__任务说明__
a) 请把OOM 问题讨论帖中以“用llama factory进行sft”开头的那一段改写得更简短，保留主要事实。
b) 接着OOM 问题讨论帖的最后一句往下续写。

__文本片段__

+ + +

OOM 问题, 显卡是A00 40G #42

Open gongye19 opened 6 months ago

gongye19 commented 6 months ago

用llama factory进行sft可以使用deepspeed zero2 微调llama3-8B的模型,但这个框架就算batch设为1,用deepspeed zero2也会报OOM。 用zero3训练会变得很慢,出现这个问题:

2 pytorch allocator cache flushes since last step. this happens when there is high memory pressure and is detrimental to performance. if this is happening frequently consider adjusting settings to reduce memory consumption. If you are unable to make the cache flushes go away consider adding get_accelerator().empty_cache() calls in your training loop to ensure that all ranks flush their caches at the same time

fe1ixxu commented 6 months ago

OOM issue could be the reason that llama3 has 128K vocab size, while llama2 is 32K.

gongye19 commented 6 months ago

OOM issue could be the reason that llama3 has 128K vocab size, while llama2 is 32K.

+ + +

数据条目
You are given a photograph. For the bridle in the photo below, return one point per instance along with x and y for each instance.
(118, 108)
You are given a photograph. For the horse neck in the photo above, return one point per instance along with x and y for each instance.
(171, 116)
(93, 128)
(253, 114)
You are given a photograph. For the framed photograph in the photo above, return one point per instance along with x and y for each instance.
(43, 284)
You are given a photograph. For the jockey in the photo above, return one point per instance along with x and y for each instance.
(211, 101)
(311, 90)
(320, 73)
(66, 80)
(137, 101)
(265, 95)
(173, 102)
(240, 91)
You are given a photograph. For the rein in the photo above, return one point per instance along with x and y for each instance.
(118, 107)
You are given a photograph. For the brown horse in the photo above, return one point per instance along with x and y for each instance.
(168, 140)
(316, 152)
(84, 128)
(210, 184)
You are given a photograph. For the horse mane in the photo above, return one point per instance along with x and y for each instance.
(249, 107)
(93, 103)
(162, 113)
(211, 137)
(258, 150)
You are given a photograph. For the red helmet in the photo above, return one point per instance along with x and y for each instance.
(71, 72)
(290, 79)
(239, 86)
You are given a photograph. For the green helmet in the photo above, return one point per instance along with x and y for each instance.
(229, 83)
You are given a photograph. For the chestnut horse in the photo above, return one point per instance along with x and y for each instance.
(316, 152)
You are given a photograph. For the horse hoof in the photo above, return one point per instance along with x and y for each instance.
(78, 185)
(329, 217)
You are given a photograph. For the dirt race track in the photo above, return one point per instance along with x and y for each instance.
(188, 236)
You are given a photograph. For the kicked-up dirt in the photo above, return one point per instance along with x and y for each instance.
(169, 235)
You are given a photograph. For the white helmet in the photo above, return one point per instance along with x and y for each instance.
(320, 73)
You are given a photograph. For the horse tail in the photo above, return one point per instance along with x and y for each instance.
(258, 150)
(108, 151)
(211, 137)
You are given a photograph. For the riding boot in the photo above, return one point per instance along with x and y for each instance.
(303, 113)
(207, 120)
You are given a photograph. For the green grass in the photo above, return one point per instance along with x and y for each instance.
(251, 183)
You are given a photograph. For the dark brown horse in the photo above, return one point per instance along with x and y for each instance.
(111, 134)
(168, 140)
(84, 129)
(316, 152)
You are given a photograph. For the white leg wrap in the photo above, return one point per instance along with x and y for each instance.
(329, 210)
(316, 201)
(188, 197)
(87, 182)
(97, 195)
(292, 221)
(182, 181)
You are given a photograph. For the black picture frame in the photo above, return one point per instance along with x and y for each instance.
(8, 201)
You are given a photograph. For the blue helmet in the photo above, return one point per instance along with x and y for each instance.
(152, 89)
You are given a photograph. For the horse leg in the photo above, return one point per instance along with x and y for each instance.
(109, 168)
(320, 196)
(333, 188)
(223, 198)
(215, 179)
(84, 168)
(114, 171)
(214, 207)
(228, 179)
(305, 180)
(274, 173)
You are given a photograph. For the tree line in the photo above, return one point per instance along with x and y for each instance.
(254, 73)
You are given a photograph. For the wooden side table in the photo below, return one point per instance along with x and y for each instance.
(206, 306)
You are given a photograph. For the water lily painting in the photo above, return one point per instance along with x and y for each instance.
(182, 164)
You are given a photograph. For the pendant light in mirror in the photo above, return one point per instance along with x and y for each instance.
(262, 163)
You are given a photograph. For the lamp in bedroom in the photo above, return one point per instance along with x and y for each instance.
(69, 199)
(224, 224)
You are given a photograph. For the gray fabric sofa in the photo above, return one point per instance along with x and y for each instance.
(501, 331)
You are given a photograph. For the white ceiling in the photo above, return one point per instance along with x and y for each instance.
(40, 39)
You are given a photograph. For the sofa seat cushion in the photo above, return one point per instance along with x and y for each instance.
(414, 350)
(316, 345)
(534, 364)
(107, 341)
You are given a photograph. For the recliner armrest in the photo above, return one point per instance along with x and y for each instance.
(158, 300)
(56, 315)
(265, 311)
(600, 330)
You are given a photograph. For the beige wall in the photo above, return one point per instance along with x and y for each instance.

+ + +

__参考答案__
a) 用 llama factory 做 SFT 时，deepspeed zero2 能微调 llama3-8B 模型；但在这个框架下，即使 batch 设为 1，zero2 也报 OOM。改用 zero3 训练会很慢，并出现以下问题：

b)
I tried deepseek-7B, same question

fe1ixxu commented 6 months ago

The deepseek vocab size is also large -- 100K. The memory I used for training is 64GB for llama-2 with 8/16 GPUs. Maybe you want to try using fsdp.

gongye19 commented 6 months ago

The deepseek vocab size is also large -- 100K. The memory I used for training is 64GB for llama-2 with 8/16 GPUs. Maybe you want to try using fsdp.

谢谢,我现在是先用llama factory进行sft,再到你的框架上进行cpo。这样可以吗?

moore3930 commented 1 week ago

Technically, 1 GPU (80G) should be fine to fine-tune LLaMA 7B with Lora, but it seems always OOM under your codebase if we do not use 8 GPUs. I am just wondering why it costs a lot.